> [HOW TO COMPLETE THIS TASK]
Quote exactly the lines running from the line with "Can you find the hazy" to the end of the entries, including both, and nothing else.

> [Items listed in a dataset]
----------
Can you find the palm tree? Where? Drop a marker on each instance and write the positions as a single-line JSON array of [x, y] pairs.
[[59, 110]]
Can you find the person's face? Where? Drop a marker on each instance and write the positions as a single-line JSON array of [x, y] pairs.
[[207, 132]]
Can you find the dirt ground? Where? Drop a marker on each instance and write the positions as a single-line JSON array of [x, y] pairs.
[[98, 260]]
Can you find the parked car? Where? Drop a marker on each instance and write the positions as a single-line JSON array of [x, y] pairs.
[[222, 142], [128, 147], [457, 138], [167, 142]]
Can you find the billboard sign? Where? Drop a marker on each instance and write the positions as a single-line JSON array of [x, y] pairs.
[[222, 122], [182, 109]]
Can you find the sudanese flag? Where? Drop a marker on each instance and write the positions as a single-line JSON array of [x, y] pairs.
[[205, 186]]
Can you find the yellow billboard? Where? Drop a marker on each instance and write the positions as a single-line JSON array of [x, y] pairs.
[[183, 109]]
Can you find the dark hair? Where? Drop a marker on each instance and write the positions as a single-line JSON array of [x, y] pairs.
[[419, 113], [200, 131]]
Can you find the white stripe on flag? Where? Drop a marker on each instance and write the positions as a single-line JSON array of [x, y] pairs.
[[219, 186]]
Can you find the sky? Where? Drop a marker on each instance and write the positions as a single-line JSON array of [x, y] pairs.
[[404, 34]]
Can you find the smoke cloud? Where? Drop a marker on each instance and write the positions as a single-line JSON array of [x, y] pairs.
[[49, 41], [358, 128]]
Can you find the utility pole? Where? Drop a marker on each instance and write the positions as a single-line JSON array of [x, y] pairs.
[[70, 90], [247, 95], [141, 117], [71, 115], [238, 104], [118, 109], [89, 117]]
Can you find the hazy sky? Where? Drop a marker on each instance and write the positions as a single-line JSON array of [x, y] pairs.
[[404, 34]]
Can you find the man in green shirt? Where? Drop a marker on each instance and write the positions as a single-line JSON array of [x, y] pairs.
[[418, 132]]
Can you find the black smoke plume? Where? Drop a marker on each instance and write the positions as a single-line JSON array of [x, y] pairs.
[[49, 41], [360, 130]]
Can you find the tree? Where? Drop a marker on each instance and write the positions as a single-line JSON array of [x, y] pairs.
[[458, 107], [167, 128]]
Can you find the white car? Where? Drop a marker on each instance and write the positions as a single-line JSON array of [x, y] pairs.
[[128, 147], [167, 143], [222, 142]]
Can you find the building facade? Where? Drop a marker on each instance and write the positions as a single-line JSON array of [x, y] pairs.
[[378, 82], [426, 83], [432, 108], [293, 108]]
----------
> [ANSWER AREA]
Can you find the hazy sky? Where? Drop a marker on each instance and write the positions as a single-line JSON array of [x, y] pairs.
[[404, 34]]
Can you find the man in green shirt? Where? Drop a marker on each instance and write the positions as a single-line JSON array of [x, y] pairs.
[[418, 132]]
Can you find the black smoke plume? Where? Drop a marker on each instance and write the positions as a single-line JSON array of [x, y] pairs.
[[49, 41], [360, 130]]
Can you find the tree? Where? Drop a marker on each instance and write the positions as a single-line JSON array of [x, y] pairs.
[[458, 107], [167, 128]]
Can you find the white car? Where? Drop a marker on each instance and write the positions as a single-line JSON array of [x, y] pairs.
[[128, 147], [167, 143], [222, 142]]
Can you find the building facade? Where? Drop a marker on each instance and write the positions as a single-line JSON array of [x, y] pairs.
[[378, 82], [426, 83], [432, 108], [293, 108]]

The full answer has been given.